### Work to complete
Locate every line in the records below that contains the string "grass" and copy each such line. Uppercase and lowercase letters count as different.

### Location labeling records
= = = = =

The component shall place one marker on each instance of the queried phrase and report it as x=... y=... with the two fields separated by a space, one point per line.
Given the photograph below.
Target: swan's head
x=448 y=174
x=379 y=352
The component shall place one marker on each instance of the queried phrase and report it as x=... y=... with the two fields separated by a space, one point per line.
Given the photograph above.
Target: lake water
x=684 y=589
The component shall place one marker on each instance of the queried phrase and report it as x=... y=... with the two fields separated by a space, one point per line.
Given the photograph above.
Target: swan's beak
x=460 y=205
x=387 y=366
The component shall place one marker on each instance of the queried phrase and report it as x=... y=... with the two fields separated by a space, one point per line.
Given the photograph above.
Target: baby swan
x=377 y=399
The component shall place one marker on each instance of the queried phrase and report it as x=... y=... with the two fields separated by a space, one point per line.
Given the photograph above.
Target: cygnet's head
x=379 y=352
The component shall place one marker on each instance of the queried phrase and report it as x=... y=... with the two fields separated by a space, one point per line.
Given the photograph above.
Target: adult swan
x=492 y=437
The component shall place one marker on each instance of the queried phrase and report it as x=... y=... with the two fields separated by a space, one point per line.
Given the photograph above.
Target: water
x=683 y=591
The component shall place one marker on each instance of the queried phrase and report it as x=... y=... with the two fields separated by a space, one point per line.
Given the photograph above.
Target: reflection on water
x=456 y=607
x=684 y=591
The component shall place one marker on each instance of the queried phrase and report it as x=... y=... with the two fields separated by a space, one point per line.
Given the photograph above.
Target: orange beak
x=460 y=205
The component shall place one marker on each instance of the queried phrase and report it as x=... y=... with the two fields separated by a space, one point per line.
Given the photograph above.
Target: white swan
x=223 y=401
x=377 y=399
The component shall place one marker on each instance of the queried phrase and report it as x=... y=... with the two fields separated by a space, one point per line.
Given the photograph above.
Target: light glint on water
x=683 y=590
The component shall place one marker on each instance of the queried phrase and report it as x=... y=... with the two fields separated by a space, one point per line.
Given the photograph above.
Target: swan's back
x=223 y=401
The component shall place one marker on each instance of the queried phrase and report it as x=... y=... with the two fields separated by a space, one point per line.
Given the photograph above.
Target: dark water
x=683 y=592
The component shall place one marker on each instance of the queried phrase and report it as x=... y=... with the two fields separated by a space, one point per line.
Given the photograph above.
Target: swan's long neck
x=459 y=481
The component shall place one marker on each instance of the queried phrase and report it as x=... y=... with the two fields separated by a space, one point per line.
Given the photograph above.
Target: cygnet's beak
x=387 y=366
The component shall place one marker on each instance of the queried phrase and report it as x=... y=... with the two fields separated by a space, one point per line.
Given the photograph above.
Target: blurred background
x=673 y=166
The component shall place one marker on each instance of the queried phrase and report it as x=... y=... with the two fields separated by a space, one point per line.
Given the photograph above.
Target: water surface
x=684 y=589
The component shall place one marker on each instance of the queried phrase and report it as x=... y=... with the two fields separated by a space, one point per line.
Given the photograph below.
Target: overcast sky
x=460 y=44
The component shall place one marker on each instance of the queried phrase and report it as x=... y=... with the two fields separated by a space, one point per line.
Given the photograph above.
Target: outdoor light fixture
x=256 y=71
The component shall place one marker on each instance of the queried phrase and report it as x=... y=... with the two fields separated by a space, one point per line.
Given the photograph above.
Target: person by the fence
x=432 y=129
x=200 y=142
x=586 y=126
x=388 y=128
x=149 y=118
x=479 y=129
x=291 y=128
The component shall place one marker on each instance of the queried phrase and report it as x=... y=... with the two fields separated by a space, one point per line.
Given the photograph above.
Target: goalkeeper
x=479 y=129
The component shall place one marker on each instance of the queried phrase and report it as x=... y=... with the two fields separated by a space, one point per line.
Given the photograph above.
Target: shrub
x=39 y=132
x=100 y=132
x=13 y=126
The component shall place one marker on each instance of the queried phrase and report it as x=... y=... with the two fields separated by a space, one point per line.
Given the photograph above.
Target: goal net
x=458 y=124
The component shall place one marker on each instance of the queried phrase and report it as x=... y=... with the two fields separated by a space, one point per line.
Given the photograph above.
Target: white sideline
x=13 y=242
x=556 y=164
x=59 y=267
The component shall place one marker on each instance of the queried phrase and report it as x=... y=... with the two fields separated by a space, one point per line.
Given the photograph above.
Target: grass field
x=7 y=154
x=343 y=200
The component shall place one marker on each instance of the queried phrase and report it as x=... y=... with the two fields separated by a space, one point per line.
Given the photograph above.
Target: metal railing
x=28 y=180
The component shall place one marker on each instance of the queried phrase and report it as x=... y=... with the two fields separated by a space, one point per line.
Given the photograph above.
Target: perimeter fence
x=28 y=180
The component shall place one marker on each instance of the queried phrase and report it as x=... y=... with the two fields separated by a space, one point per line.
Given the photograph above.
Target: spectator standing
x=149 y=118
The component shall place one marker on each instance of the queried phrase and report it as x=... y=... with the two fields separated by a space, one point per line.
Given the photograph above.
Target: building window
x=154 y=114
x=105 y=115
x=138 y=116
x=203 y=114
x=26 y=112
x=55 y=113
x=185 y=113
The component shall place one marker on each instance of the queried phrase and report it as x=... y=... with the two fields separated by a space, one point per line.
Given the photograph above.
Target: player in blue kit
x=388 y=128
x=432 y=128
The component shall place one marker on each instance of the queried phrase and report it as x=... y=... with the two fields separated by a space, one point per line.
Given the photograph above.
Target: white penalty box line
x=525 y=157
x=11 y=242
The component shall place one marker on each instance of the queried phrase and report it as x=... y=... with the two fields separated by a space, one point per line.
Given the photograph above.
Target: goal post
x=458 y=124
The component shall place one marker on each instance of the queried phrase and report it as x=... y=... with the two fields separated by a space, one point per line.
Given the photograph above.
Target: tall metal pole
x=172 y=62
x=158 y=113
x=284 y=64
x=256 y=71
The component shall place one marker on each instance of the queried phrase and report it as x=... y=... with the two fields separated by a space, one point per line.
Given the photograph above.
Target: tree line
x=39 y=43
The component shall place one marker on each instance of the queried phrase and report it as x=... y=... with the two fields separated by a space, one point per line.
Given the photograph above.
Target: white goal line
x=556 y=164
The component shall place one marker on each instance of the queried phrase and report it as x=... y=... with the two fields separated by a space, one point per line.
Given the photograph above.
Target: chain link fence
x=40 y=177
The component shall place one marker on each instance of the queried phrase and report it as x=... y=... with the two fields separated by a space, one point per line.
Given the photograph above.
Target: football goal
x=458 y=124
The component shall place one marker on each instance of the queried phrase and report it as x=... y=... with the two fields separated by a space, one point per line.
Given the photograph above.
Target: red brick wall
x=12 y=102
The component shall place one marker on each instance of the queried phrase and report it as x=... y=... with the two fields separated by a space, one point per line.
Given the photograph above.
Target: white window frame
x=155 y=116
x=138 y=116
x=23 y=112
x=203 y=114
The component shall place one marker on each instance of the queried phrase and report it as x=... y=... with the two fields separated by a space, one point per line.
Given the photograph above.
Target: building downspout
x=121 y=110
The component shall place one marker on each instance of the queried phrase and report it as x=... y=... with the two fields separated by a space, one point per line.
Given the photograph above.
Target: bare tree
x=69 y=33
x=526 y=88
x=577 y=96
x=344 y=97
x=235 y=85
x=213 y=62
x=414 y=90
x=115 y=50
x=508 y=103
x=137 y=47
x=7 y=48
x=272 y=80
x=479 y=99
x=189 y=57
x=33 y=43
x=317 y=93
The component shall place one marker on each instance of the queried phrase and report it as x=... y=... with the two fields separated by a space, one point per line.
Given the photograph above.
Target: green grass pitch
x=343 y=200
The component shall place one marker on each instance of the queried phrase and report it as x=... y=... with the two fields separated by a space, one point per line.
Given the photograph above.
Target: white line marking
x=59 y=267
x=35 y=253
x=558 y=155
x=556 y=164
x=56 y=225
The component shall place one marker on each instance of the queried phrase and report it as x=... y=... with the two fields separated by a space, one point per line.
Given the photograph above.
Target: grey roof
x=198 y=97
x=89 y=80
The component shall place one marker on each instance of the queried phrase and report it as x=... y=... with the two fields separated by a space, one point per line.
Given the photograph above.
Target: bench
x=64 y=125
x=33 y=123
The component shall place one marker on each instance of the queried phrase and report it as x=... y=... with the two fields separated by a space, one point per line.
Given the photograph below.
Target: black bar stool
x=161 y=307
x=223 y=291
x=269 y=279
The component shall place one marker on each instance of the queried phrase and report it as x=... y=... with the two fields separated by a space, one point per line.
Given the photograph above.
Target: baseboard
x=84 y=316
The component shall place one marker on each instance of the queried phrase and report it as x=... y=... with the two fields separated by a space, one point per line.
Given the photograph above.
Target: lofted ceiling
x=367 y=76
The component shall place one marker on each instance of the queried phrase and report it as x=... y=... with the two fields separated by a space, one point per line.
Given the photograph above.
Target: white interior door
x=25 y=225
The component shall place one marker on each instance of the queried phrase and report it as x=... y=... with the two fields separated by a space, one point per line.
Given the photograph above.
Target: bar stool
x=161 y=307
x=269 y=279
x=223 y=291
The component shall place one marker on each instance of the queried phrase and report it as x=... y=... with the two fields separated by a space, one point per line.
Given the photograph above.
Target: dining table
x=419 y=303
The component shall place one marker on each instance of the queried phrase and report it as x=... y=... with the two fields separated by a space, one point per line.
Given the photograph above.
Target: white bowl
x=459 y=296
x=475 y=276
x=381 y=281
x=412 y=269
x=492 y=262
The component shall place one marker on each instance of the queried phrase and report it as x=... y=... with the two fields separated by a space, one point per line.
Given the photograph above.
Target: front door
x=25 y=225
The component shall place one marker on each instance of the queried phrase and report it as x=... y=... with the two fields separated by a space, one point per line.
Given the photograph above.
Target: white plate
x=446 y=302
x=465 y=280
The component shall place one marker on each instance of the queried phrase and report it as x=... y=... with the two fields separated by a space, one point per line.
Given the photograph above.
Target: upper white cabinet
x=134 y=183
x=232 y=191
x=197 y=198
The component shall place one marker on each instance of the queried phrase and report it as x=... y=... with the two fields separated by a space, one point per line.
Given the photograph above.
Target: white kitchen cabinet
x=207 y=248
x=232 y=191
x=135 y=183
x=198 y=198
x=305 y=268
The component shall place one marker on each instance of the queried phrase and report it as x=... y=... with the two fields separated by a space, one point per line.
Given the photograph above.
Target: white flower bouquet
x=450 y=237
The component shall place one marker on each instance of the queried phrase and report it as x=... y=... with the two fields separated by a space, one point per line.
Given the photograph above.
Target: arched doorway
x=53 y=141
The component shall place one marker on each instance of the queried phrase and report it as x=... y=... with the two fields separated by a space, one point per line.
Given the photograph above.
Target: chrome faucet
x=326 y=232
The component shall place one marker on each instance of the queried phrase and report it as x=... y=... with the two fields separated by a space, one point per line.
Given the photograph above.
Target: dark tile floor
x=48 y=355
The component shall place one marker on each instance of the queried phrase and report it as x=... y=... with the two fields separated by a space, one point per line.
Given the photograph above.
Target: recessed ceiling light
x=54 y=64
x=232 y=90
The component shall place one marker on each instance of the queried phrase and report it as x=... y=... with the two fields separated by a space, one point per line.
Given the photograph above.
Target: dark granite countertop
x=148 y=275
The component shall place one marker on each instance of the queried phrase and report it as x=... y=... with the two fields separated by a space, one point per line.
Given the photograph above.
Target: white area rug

= = = = =

### Output of the exercise
Target: grass field
Target: green grass pitch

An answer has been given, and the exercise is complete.